Given exercise: Give the count of lines in the listing below that contain the string "raised", matching case exactly. Reply with the number alone.

Labeled-object pointing listing:
[Start]

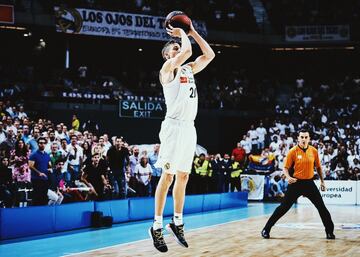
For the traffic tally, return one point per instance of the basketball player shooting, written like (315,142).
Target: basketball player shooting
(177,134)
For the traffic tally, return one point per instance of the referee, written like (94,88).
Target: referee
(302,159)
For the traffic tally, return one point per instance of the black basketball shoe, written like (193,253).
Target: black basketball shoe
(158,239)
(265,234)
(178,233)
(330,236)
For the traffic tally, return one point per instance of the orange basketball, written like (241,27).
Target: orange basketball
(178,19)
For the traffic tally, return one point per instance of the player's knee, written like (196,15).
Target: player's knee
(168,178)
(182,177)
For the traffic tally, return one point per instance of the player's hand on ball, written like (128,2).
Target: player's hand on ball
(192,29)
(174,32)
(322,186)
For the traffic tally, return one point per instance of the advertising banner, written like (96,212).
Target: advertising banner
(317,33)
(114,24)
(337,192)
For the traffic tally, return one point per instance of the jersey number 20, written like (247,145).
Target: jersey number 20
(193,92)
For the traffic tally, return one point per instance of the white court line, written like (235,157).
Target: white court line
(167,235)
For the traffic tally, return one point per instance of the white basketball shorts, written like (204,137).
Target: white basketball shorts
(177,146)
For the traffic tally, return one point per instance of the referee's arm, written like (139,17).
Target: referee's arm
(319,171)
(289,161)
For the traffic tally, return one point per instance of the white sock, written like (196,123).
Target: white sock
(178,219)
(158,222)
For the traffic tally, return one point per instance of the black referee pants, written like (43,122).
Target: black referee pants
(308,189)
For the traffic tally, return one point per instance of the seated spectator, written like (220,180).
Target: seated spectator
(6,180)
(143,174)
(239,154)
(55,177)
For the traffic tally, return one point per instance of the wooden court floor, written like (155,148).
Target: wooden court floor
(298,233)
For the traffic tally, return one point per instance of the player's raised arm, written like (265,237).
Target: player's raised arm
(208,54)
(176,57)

[End]
[Start]

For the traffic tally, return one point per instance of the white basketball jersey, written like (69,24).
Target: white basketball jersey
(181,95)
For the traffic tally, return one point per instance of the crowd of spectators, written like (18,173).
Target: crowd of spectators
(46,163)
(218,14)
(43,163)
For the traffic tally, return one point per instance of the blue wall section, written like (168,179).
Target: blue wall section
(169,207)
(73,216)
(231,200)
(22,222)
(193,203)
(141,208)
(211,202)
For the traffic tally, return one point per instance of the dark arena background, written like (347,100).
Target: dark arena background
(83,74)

[End]

Solution for this problem: 2